* [TEXTO PARA LEER]:
□ □ □ □

Corren los tiempos difíciles de la depresión y
las ocupaciones son escasas y mal pagadas. A su regreso, tras los duros
trabajos en la fábrica de yute y paleando carbón trece horas diarias en una
central eléctrica, London se une al ejército de desempleados que marcha desde
California sobre Washington en petición de empleo. Esta experiencia, que
concluiría para él en la prisión de Niagara Falls cumpliendo una condena de un
mes por vagabundeo, marcaría uno de los hitos de su vida. Por un lado,
contribuiría a hacer de él un experto conocedor del mundo al margen de la ley,
conocimientos de los que —como se puede apreciar por su libro Los vagabundos
del ferrocarril— se mostraría siempre orgulloso; por otro, estas correrías
sirvieron para iniciar en él un proceso de concientización social. London toma
una decisión: enrolarse en el incipiente partido socialista de Oakland, y se
jura al mismo tiempo que tratará de evitar por todos los medios convertirse en
un trabajador manual. Como consecuencia de esta promesa, decide intentar el
ingreso en la universidad, meta que conseguirá tras casi dos años de intensa
preparación y sacrificios. Al cabo del primer semestre, no obstante, presionado
por necesidades económicas y familiares, y desilusionado por la educación
recibida, dejará sus estudios.
En agosto de 1897, a los pocos meses de
las primeras noticias del descubrimiento de oro en el Klondike, London se
embarca para Alaska. Es la oportunidad esperada; pero la suerte no le
acompañará. A la llegada del invierno, él y sus dos compañeros acamparán en una
cabaña abandonada junto a la desembocadura del río Stewart, a casi ochenta
millas de Dawson por el curso helado del Yukón. Los largos meses invernales los
repartirá entre la solitaria cabaña y el poblado de Dawson, y sus prospecciones
mineras serían escasas e inútiles. El retorno lo efectuará en una balsa durante
el deshielo primaveral, en un intrépido viaje de dos mil millas río abajo;
forzado por el escorbuto, fracasado, y sin haber conseguido ver en sus manos el
preciado metal. Pero es a partir de este momento cuando London decidirá
definitivamente dedicarse a escribir.
Aunque pueda parecer sorprendente a primera
vista lo inesperado de esta súbita vocación, para comprenderla habría que
seguir, a través de los testimonios autobiográficos legados por el autor, la
andadura que le condujo por el camino de la literatura. Desde lo que significó
para él el maravilloso descubrimiento infantil de Los cuentos de la Alhambra en la soledad de
la granja familiar, hasta la voraz lectura de cientos de novelas de la
biblioteca pública de Oakland. Más tarde vendrían las largas jornadas dedicadas
a su formación intelectual y a la adquisición de un estilo, alternando Marx con
Kipling, Spencer con Stevenson, Malthus con Poe o con H. G. Wells. Y ya descubierta
la senda del éxito, la revelación de la filosofía de Nietzsche, la tercera gran
influencia en su vida.

□ □ □ □

(Datos almacenados)
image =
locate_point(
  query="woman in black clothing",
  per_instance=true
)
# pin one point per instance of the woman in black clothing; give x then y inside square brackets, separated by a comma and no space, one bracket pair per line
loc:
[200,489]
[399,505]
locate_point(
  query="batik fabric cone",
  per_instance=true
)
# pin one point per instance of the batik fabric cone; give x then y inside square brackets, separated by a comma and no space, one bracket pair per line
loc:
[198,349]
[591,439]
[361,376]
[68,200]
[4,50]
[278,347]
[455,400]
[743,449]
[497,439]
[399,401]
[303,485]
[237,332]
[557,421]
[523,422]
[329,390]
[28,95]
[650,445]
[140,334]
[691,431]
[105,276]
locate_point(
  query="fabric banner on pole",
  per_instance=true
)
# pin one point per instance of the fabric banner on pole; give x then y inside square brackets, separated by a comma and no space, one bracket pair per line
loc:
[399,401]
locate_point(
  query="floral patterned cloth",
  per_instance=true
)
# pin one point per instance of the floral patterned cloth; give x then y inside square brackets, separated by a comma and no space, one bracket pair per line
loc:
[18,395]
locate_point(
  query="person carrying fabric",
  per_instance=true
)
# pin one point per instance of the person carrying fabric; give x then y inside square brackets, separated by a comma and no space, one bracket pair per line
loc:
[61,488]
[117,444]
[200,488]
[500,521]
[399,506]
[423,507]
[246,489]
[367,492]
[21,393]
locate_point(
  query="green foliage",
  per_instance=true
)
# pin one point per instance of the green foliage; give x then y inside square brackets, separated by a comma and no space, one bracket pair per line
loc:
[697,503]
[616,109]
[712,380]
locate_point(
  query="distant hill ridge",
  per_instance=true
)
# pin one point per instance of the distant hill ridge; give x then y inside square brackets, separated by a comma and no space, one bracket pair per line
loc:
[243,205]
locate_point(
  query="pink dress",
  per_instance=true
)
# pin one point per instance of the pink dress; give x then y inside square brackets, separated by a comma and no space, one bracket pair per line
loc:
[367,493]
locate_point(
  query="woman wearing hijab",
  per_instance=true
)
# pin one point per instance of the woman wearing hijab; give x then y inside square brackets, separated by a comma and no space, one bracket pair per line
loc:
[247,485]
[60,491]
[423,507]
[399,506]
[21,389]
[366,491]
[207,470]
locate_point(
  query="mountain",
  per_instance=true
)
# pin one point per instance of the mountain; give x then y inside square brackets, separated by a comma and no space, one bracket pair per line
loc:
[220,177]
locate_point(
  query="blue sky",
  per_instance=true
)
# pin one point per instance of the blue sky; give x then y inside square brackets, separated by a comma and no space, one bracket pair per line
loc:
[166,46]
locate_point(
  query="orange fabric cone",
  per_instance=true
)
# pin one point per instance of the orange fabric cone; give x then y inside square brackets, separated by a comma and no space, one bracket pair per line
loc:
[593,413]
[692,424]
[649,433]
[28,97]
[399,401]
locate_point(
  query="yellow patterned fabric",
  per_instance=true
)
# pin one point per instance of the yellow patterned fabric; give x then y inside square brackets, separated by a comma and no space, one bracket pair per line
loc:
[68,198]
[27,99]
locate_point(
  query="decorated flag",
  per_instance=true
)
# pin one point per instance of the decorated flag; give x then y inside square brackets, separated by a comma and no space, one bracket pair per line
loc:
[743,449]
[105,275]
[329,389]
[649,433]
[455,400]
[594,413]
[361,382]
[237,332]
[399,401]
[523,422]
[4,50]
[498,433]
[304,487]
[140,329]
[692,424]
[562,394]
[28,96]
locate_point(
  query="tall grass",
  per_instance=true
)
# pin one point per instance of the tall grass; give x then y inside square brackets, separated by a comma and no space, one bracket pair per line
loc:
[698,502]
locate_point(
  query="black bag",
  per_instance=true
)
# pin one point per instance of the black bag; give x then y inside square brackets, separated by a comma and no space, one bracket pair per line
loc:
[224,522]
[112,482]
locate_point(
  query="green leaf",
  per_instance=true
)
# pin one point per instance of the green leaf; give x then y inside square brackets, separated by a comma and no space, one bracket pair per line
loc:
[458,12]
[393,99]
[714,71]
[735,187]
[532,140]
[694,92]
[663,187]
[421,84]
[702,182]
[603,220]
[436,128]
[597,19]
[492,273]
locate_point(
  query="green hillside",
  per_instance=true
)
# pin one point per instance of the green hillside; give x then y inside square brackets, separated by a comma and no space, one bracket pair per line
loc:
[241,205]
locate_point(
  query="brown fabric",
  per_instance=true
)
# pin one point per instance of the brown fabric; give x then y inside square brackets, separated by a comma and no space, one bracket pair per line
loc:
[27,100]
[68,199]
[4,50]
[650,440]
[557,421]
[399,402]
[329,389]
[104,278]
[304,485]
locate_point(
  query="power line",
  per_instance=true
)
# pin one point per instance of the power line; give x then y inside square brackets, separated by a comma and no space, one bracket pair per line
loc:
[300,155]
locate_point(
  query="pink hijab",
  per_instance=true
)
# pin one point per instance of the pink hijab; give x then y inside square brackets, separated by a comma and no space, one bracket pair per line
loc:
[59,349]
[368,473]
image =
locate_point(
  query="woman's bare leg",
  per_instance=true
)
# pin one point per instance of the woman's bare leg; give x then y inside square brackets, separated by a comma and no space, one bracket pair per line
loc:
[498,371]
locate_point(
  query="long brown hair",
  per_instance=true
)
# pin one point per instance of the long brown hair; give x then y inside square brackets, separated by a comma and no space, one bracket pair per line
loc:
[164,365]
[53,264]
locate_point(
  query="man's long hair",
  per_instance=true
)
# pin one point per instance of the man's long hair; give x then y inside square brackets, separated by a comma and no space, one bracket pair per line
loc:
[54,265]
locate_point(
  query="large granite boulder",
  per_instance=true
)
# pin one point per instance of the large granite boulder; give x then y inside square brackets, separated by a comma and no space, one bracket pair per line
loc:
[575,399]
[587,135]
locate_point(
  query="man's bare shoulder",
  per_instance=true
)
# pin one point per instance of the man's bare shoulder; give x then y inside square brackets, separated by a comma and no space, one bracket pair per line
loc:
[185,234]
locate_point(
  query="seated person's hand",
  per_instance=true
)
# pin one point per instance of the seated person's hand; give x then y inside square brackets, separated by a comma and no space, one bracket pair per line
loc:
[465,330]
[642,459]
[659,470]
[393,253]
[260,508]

□ □ □ □

* [CONJUNTO DE TAREAS]:
1 – Reproduce literalmente el pasaje del texto sobre London que comienza con las palabras "Aunque pueda parecer" y termina con "en su vida.".
2 – Según el texto sobre London, ¿dónde acamparon él y sus dos compañeros al llegar el invierno en Alaska?
3 – Indica si cada afirmación concuerda con el texto sobre London y cita las palabras del texto que lo deciden: (a) London cumplió un mes de condena por vagabundeo en la prisión de Niagara Falls. (b) London completó sus estudios universitarios. (c) London volvió de Alaska con oro.

* [SOLUCIONES]:
1 –
Aunque pueda parecer sorprendente a primera
vista lo inesperado de esta súbita vocación, para comprenderla habría que
seguir, a través de los testimonios autobiográficos legados por el autor, la
andadura que le condujo por el camino de la literatura. Desde lo que significó
para él el maravilloso descubrimiento infantil de Los cuentos de la Alhambra en la soledad de
la granja familiar, hasta la voraz lectura de cientos de novelas de la
biblioteca pública de Oakland. Más tarde vendrían las largas jornadas dedicadas
a su formación intelectual y a la adquisición de un estilo, alternando Marx con
Kipling, Spencer con Stevenson, Malthus con Poe o con H. G. Wells. Y ya descubierta
la senda del éxito, la revelación de la filosofía de Nietzsche, la tercera gran
influencia en su vida.

2 – En una cabaña abandonada junto a la desembocadura del río Stewart, a casi ochenta millas de Dawson por el curso helado del Yukón.

3 –
(a) Sí: "concluiría para él en la prisión de Niagara Falls cumpliendo una condena de un mes por vagabundeo".
(b) No: "Al cabo del primer semestre, no obstante, presionado por necesidades económicas y familiares, y desilusionado por la educación recibida, dejará sus estudios".
(c) No: "sin haber conseguido ver en sus manos el preciado metal".